阅读文本 |

—————

同时，on_rq 表明是否处于 CFS 运行队列中，这部分将在下文详细描述。

struct sched_rt_entity rt：采用 Roound-Robin 或者 FIFO 算法调度的实时调度实体。

struct sched_rt_entity {
	……
	unsigned short on_rq;
#ifdef CONFIG_RT_GROUP_SCHED
	struct sched_rt_entity	*parent;
	/* rq on which this entity is (to be) queued: */
	struct rt_rq		*rt_rq;
#endif
};

struct sched_dl_entity dl：采用 EDF 算法调度的实时调度实体。

值得注意的是：每一个进程的 task_struct 中都嵌入了 sched_entity 对象，所以进程是可调度的实体，但是可调度的实体不一定是进程，也可能是进程组。

4) 运行队列

调度器的核心工作就是把可运行的任务放到 CPU 上运行，Linux 内核使用一个运行队列（runqueue）来存放可运行的任务，是本 CPU 上所有可运行进程的队列集合。运行队列在 sched.h 中的数据结构如下：

struct rq {
    ……
    struct cfs_rq cfs;
    struct rt_rq rt;
    struct dl_rq dl;
};

每个 CPU 都有一个运行队列，每个运行队列中有三个调度队列，task 作为调度实体加入到各自的调度队列中。

以上部分资料与下图来自吐血整理 | 肝翻 Linux 进程调度所有知识点：
在这里插入图片描述

5) on_rq 标志位

任务入队时，它的 on_rq 为 1，任务对应的 cfs 调度实体的 on_rq 同样也 1。

p->on_rq：在 sched.h 中设置了两种 on_rq 的状态：

/* task_struct::on_rq states: */
#define TASK_ON_RQ_QUEUED		1
#define TASK_ON_RQ_MIGRATING	2

on_rq == 0 时意味着任务不在运行队列中；
on_rq == 1 时意味着任务在运行队列中；
on_rq == 2 时意味着任务在运行队列中，但正在迁移到另一个运行队列。

—————

(位置标注条目)
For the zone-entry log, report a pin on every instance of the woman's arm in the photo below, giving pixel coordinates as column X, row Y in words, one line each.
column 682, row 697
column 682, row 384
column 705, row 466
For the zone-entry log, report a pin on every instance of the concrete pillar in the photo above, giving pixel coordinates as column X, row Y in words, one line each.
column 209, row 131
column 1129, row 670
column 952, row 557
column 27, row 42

—————

任务 |
1. 把记录从开头第一行起，一直到含有“column 705, row 466”的那一行为止，逐行原样复述出来，首尾两行都要包括在内。
2. 讲 Linux 进程调度与运行队列的那篇文本写到最后一句就停了，能否紧接着往下续写？

最终答案 |
1.
For the zone-entry log, report a pin on every instance of the woman's arm in the photo below, giving pixel coordinates as column X, row Y in words, one line each.
column 682, row 697
column 682, row 384
column 705, row 466

2.
cfs 调度实体中也设置了 on_rq，但它只等于 0 或 1。它表明了 cfs 调度实体是否在 cfs 运行队列之中。

cfs_rq：跟踪就绪队列信息以及管理就绪态调度实体，并维护一棵按照虚拟时间排序的红黑树。

struct cfs_rq {
  ...
  struct rb_root_cached tasks_timeline
};

tasks_timeline->rb_root 是红黑树的根，tasks_timeline->rb_leftmost 指向红黑树中最左边的调度实体，即虚拟时间最小的调度实体。上文说到，每个就绪态的调度实体包含插入红黑树中使用的节点 run_node，同时 vruntime 成员记录已经运行的虚拟时间。因此可以整理出下图。

以上部分资料与下图来自吐血整理 | 肝翻 Linux 进程调度所有知识点：
在这里插入图片描述
值得注意的是：

cfs 运行队列里面包含有一个红黑树，但这个红黑树并不是 cfs 运行队列的全部，因为红黑树仅仅是用于选择出下一个调度程序的算法。当一个进程由就绪态切换到运行态时，该进程会被从红黑树中移除，但是还是处于 cfs 运行队列中，因此其 on_rq 为 1。只有准备退出、即将睡眠等待和转为实时进程的进程，其 cfs 运行队列的 on_rq 为 0。
尽管 cfs 运行队列使用红黑树对所有调度实体进行管理，但这并不是 cfs 运行队列的全部，还包括相应数据结构以及标志位的更新，进程加入就绪队列并不仅仅是将调度实体的 run_node 节点添加到红黑树中，还涉及到一系列的操作，包括更新 vruntime、更新负载信息、更新 on_rq 标志位等等。

c. 组调度

上文提到，进程是可调度的实体，但是可调度的实体不一定是进程，也可能是进程组。sched_entity 结构体中判断一个调度实体是否是进程组的字段是 my_q。如果该字段为 NULL，则表示该调度实体一个任务，否则就是一个进程组组。

my_q 同样是结构体 cfs_rq，也就是说同一个 CPU 上隶属于同一个进程组的进程又通过另一个 cfs_rq —— my_q 组织了起来，放在另一棵红黑树中。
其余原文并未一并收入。